**INPUT RECORDS:**
────────────────

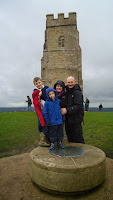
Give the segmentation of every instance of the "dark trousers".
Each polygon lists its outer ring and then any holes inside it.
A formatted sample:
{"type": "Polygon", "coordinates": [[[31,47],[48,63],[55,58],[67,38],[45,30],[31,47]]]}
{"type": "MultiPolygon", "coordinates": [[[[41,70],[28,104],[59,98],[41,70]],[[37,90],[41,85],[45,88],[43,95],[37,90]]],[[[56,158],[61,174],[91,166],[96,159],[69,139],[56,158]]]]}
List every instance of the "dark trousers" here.
{"type": "Polygon", "coordinates": [[[60,142],[64,138],[63,125],[49,126],[49,139],[51,143],[60,142]]]}
{"type": "Polygon", "coordinates": [[[81,124],[69,124],[65,123],[66,135],[68,142],[83,143],[84,138],[82,135],[82,125],[81,124]]]}

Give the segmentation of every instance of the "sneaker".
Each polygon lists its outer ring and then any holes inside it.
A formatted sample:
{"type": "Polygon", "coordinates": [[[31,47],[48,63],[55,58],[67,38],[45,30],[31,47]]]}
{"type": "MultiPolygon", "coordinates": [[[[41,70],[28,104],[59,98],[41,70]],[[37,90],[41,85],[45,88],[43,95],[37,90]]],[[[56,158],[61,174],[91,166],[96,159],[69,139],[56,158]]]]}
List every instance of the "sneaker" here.
{"type": "Polygon", "coordinates": [[[54,150],[54,149],[55,149],[55,145],[51,143],[50,150],[54,150]]]}
{"type": "Polygon", "coordinates": [[[65,149],[65,148],[66,148],[65,146],[62,145],[62,142],[59,142],[59,143],[58,143],[58,147],[59,147],[60,149],[65,149]]]}

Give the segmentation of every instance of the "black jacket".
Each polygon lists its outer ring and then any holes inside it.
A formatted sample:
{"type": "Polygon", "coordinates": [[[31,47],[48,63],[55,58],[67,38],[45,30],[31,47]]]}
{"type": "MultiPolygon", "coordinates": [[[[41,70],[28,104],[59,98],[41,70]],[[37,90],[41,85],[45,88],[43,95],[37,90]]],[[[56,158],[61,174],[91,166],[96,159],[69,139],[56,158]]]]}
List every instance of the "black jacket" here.
{"type": "Polygon", "coordinates": [[[67,106],[66,120],[69,124],[80,124],[83,121],[83,95],[81,88],[75,84],[73,88],[66,86],[65,101],[67,106]]]}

────────────────

**YOUR GOAL:** Except for the pictures, copy the material above exactly.

**ANSWER:**
Give the segmentation of every instance of the "dark trousers".
Each polygon lists its outer ring and then any holes inside it.
A formatted sample:
{"type": "Polygon", "coordinates": [[[31,47],[48,63],[55,58],[67,38],[45,30],[31,47]]]}
{"type": "MultiPolygon", "coordinates": [[[[41,70],[28,104],[59,98],[41,70]],[[37,90],[41,85],[45,88],[43,95],[37,90]]],[[[56,158],[61,174],[91,166],[96,159],[69,139],[56,158]]]]}
List every instance of the "dark trousers" here.
{"type": "Polygon", "coordinates": [[[60,142],[64,138],[63,125],[49,126],[49,139],[51,143],[60,142]]]}
{"type": "Polygon", "coordinates": [[[81,124],[69,124],[65,123],[66,135],[68,142],[83,143],[84,138],[82,135],[82,125],[81,124]]]}

Give the segmentation of every instance of the "sneaker".
Each polygon lists its outer ring and then any holes inside it.
A formatted sample:
{"type": "Polygon", "coordinates": [[[31,47],[48,63],[55,58],[67,38],[45,30],[31,47]]]}
{"type": "MultiPolygon", "coordinates": [[[[41,70],[28,104],[59,98],[41,70]],[[37,90],[41,85],[45,88],[43,95],[37,90]]],[[[56,158],[61,174],[91,166],[96,159],[69,139],[56,158]]]]}
List every instance of the "sneaker" here.
{"type": "Polygon", "coordinates": [[[54,150],[54,149],[55,149],[55,145],[51,143],[50,150],[54,150]]]}
{"type": "Polygon", "coordinates": [[[65,149],[65,148],[66,148],[65,146],[62,145],[62,142],[59,142],[59,143],[58,143],[58,147],[59,147],[60,149],[65,149]]]}

Give the segmentation of every instance of the "black jacket".
Each polygon lists its outer ring and then any holes inside it.
A formatted sample:
{"type": "Polygon", "coordinates": [[[31,47],[48,63],[55,58],[67,38],[45,30],[31,47]]]}
{"type": "MultiPolygon", "coordinates": [[[[41,70],[28,104],[59,98],[41,70]],[[37,90],[41,85],[45,88],[43,95],[37,90]]],[[[56,158],[61,174],[91,166],[96,159],[69,139],[56,158]]]]}
List every instance of the "black jacket" here.
{"type": "Polygon", "coordinates": [[[67,106],[66,120],[69,124],[80,124],[83,121],[83,95],[81,88],[75,84],[73,88],[66,86],[65,101],[67,106]]]}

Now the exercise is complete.